Find each line in the records below that contains the word "building" and copy those lines out. Case matters.

** START OF Excerpted records **

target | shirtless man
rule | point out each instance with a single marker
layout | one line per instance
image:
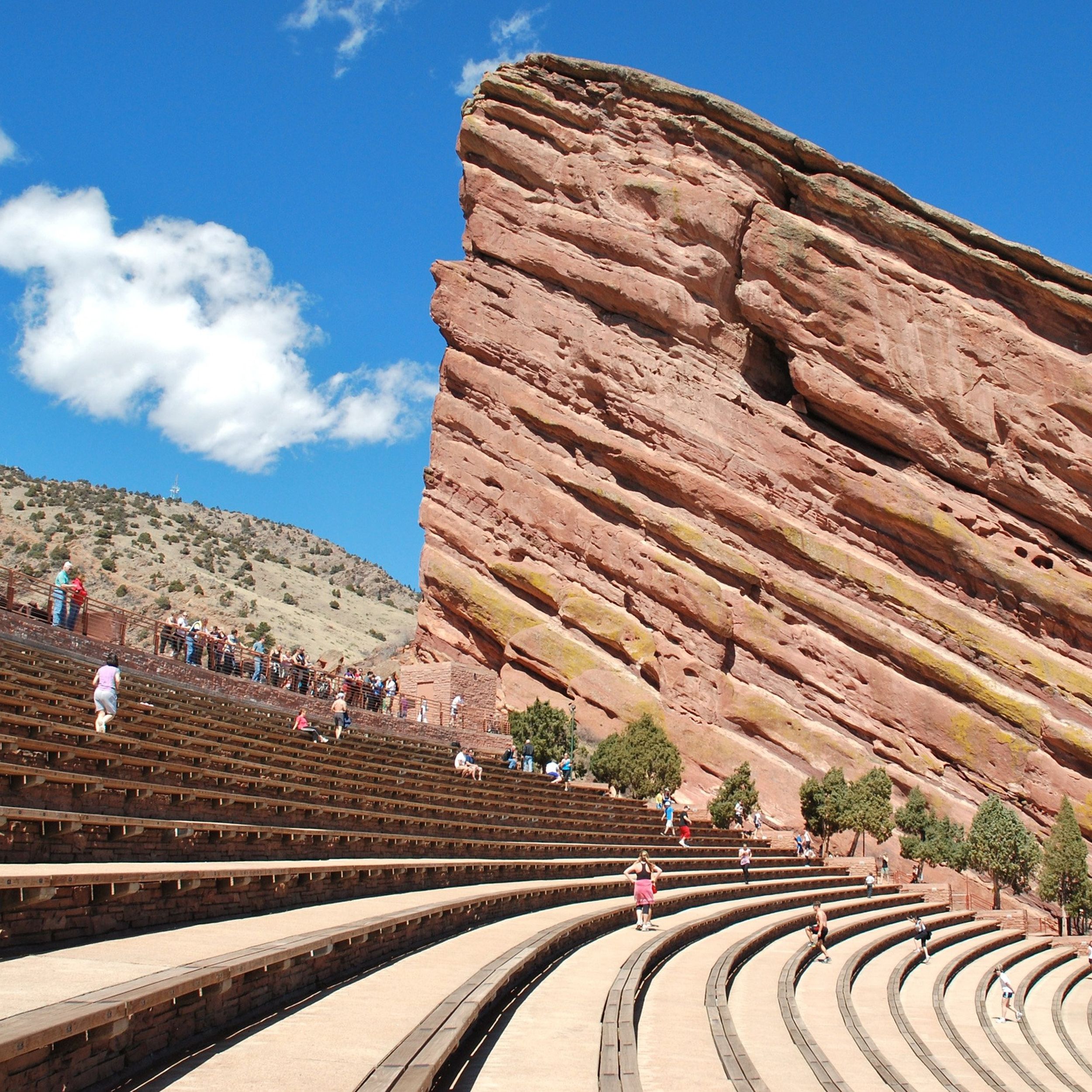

** END OF Excerpted records **
** START OF Excerpted records **

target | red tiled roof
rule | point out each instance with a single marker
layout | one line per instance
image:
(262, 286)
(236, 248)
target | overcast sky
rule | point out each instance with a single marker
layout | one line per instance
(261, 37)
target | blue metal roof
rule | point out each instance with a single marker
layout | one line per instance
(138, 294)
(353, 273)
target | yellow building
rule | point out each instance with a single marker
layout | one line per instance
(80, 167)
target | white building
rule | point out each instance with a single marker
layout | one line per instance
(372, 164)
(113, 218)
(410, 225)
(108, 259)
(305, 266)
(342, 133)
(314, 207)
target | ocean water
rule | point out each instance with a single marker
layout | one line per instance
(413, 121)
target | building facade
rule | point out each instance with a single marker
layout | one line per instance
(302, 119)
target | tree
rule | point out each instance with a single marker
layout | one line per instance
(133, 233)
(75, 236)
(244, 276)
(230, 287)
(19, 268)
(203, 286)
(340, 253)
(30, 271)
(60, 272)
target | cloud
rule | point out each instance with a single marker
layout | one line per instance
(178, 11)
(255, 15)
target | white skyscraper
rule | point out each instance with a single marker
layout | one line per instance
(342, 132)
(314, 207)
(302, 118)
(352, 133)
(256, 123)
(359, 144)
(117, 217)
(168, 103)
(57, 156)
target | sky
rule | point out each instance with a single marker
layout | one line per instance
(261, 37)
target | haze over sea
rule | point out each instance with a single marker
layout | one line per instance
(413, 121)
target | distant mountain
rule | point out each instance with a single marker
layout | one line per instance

** END OF Excerpted records **

● **Result below**:
target | yellow building
target | white building
target | building facade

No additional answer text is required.